- **Task directions**: Look through the records and copy each line with the string "below" in it.

- **Material provided**:
*****
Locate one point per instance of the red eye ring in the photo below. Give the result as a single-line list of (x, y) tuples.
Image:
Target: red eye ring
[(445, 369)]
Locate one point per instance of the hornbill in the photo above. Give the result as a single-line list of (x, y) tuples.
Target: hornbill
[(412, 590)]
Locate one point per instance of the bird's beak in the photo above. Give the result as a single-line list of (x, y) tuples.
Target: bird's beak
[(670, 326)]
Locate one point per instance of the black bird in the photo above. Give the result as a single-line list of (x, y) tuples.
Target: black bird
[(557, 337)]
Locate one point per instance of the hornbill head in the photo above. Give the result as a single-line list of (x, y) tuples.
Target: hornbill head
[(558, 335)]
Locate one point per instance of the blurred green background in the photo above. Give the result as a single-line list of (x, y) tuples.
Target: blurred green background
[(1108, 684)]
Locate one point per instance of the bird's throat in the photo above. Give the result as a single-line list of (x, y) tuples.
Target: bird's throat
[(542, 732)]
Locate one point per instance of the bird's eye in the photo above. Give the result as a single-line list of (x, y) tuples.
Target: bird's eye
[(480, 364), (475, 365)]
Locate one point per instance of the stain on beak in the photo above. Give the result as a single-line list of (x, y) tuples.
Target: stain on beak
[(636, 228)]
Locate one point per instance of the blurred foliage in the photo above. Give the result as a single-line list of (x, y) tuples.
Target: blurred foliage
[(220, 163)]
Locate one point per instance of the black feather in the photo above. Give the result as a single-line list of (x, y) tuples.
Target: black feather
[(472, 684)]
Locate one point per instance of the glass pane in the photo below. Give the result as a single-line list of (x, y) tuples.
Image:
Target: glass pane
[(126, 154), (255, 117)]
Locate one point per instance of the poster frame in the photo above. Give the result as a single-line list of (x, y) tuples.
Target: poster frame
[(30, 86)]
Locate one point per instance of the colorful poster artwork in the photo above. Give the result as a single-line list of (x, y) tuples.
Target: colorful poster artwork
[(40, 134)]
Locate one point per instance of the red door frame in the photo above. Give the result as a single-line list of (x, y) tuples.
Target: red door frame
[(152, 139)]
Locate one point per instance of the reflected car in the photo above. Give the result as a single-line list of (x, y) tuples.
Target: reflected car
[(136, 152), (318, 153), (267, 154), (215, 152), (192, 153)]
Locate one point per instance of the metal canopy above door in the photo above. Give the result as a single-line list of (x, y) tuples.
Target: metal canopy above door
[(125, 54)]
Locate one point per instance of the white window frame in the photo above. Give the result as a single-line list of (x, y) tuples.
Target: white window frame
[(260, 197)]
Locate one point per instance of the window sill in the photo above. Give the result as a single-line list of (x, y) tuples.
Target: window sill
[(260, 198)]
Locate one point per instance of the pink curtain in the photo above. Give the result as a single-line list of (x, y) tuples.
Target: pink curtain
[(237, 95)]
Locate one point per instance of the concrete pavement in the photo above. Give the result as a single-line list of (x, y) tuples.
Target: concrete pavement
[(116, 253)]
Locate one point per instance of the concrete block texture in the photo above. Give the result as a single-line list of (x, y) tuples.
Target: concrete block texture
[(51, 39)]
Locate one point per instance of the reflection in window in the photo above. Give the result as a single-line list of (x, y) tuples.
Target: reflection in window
*****
- **Worked solution**:
Locate one point per instance of the red eye ring in the photo below. Give the result as a single-line list of (x, y) tuples.
Locate one point per instance of the glass pane in the photo below. Give the result as a single-line list of (x, y) tuples.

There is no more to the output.